_Given information_:
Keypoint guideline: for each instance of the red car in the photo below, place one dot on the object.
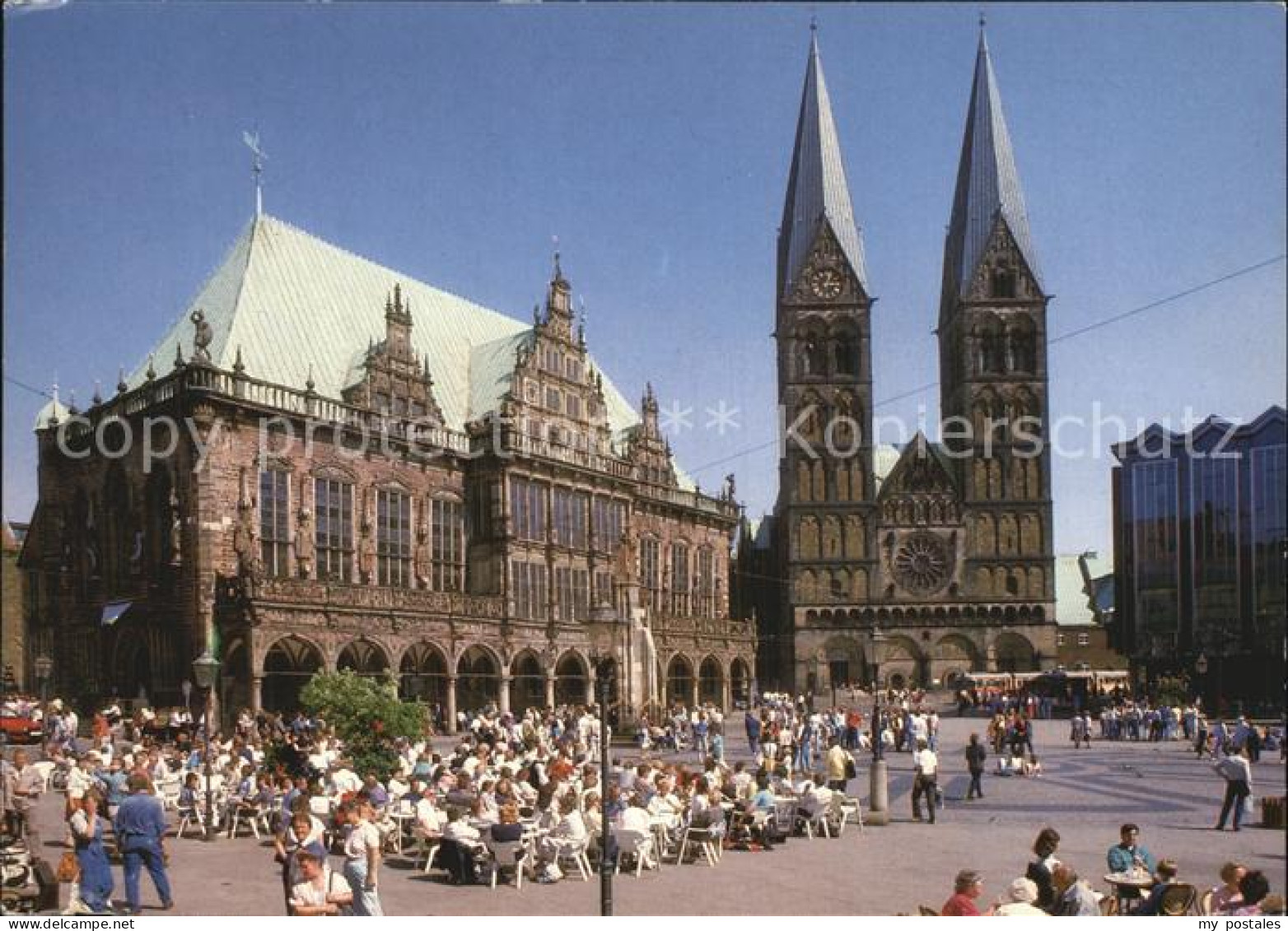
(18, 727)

* * *

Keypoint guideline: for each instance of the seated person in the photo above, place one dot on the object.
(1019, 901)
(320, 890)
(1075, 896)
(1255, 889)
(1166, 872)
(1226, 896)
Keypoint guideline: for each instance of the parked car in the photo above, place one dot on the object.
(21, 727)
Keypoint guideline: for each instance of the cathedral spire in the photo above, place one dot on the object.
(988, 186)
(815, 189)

...

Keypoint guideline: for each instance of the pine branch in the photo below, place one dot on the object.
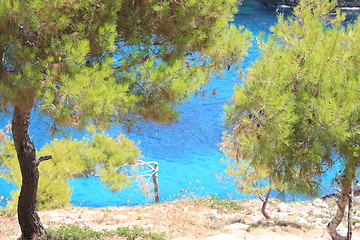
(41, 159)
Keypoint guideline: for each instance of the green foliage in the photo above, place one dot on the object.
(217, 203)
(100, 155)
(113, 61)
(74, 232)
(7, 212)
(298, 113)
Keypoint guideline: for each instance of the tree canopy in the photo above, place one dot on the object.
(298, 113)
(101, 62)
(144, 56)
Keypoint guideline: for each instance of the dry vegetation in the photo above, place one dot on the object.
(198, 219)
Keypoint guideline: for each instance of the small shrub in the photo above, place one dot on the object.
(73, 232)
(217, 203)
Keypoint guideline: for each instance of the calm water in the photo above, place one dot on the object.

_Directions for this task_: From the entries above, print the lines beginning at the one with "Keypoint guideline: for each instance of the dry" and stopping after the one with "Keypoint guideline: for each instance of the calm", exactly as written and with nothing else.

_Answer to this exercise_:
Keypoint guideline: for each instance of the dry vegetation in the photo above, place one dot on the object.
(198, 219)
Keypoint guideline: for each instance of the small shrub in the photo above, place one dot on the object.
(73, 232)
(217, 203)
Keypoint guideline: for each instance of the calm water in the photo above, place one dot on the object.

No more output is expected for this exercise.